- **Source extract**:
This film lays out the impressive staging of a dramatic tour but is intent on capturing its subject from only the best angles
This documentary opens with the old James Baldwin quotation about artists being here to disturb the peace, alongside a montage of the many controversies Madonna has sparked over the course of her career. There’s the quaint outrage she provoked in the Like a Virgin era; the Like a Prayer video with its flaming crosses, stigmata and snogging of a Black saint; the Sex book; the New York Post devoting its front page to an op-ed piece proclaiming her the “degenerate queen of sleaze” with the headline: “WHAT A TRAMP!”

- **Supplied records**:
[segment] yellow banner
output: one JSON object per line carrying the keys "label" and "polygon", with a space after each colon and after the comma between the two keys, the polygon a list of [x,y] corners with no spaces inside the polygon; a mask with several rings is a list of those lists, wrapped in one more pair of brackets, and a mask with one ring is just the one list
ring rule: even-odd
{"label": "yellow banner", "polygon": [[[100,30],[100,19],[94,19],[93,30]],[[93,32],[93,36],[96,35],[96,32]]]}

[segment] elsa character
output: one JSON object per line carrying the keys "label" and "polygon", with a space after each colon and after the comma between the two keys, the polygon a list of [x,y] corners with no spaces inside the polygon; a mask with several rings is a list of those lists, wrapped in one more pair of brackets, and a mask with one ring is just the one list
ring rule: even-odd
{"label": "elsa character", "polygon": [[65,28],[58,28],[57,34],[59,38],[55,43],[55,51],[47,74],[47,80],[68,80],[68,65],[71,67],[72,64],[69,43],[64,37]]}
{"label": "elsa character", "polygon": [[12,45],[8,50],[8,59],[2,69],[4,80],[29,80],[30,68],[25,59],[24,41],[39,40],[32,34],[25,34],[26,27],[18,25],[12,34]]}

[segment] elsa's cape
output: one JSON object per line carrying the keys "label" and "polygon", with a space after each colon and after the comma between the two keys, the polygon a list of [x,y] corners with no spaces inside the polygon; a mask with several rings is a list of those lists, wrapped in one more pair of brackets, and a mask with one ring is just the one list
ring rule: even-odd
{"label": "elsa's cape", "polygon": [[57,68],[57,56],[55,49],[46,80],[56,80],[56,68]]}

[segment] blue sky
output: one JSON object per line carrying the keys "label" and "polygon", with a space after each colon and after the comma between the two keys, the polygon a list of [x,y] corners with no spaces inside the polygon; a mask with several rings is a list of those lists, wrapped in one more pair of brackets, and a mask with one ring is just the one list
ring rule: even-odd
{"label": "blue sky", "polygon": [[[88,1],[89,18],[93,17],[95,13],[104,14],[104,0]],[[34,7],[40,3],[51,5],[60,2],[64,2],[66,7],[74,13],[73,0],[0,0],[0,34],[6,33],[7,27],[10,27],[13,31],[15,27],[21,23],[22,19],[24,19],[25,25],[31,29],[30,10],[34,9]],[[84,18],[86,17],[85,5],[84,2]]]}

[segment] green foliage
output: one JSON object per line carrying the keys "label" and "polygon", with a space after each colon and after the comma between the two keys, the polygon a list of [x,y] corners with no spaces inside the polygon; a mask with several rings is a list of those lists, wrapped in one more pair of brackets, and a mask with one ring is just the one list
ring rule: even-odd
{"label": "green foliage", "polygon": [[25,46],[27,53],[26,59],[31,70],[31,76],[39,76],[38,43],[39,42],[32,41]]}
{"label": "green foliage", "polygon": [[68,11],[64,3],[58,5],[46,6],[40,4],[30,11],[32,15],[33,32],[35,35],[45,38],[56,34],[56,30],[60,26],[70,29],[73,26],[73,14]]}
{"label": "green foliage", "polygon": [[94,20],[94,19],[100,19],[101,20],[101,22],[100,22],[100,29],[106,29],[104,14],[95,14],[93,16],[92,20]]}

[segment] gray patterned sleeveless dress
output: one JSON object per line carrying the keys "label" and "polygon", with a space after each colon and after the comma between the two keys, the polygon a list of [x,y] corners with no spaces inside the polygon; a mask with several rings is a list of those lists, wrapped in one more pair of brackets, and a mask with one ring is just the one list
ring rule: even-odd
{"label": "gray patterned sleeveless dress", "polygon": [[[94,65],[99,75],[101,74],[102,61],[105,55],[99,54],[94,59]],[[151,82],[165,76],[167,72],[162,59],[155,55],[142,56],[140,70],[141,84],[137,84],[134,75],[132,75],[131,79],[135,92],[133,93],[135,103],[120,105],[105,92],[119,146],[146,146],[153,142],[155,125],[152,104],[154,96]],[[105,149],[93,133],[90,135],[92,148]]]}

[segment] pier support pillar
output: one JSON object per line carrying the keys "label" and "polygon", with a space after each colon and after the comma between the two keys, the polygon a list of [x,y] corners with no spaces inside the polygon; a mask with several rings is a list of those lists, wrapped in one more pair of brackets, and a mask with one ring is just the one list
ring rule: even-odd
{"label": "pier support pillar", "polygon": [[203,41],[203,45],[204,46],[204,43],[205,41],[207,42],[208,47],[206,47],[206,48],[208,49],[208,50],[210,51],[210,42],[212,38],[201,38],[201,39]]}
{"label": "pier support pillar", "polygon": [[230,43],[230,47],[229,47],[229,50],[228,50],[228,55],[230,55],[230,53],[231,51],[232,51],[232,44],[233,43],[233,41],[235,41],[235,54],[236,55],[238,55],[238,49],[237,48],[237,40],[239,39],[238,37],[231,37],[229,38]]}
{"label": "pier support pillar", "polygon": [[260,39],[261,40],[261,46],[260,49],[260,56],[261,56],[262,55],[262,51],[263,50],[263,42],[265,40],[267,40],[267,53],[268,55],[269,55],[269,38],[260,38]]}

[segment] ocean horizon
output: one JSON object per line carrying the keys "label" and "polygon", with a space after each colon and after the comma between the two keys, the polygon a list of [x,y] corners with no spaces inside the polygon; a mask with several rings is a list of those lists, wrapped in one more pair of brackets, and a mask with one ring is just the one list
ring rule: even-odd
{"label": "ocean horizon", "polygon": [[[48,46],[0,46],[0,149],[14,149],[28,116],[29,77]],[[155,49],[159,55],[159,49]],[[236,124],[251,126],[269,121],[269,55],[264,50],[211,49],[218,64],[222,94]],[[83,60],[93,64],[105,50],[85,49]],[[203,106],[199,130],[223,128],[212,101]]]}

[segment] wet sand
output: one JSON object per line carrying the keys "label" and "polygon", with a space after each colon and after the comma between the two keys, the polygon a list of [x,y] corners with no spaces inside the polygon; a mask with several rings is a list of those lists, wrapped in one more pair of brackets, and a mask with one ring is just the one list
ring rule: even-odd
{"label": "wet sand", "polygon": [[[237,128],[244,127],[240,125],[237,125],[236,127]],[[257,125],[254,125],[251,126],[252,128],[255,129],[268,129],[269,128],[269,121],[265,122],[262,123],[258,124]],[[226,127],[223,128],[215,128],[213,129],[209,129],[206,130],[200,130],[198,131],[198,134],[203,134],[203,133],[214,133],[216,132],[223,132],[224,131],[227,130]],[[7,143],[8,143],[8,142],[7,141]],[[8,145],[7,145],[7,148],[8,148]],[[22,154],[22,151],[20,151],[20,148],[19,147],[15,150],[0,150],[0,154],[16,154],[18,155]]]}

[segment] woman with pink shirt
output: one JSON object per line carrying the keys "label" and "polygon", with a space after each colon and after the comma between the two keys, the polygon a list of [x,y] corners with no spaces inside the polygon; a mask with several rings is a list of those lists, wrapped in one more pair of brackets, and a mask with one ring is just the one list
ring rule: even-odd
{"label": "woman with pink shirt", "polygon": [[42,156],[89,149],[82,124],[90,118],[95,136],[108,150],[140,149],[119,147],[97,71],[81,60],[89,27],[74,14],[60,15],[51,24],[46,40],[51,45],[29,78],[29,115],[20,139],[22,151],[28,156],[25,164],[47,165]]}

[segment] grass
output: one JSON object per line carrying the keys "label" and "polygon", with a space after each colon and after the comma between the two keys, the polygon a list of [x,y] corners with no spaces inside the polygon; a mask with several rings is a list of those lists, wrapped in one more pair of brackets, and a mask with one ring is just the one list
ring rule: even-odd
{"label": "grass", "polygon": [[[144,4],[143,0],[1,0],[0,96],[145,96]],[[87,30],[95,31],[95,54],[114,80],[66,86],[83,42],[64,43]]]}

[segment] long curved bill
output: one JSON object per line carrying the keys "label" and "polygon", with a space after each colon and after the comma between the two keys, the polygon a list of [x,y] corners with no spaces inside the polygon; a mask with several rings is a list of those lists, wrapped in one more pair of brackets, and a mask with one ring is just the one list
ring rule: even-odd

- **Prompt A**: In the Madonna documentary review, whose quotation opens the documentary?
- **Prompt B**: Summarize the Madonna documentary review in two sentences.
- **Prompt C**: Pick up the Madonna documentary review after its last sentence and write one more paragraph.

- **Written answer A**: James Baldwin's

- **Written answer B**: The film lays out the impressive staging of a dramatic tour but aims to capture Madonna only from the best angles. It opens with James Baldwin's quotation about artists disturbing the peace and a montage of the controversies she has sparked, from the Like a Prayer video and the Sex book to a New York Post front page calling her the "degenerate queen of sleaze."

- **Written answer C**:
Of course, the Madame X tour generated disquiet too, but not of Madonna’s traditional conservatives-clutching-their-pearls kind. The album it promoted was, by her standards at least, a commercial disaster – it entered the US charts at No 1, dropped 76 places the following week and vanished entirely the next. There were hotly denied claims that ticket sales for her series of theatre residencies were sluggish. Before Covid brought it to a premature end, the tour itself was pockmarked with cancelled dates, 16 in all, thanks to technical problems and injuries sustained by the singer, which underlined that the schedule was perhaps too punishing for its own good. In the US, there were reports of fans booing her for arriving on stage hours late: this being America, one enterprising audience member attempted to sue her. When a show at London’s Palladium ran over its allotted time, the venue dropped the curtain and turned the house lights up, prompting the singer to yell, “Fuck you motherfuckers! Censorship! Censorship!”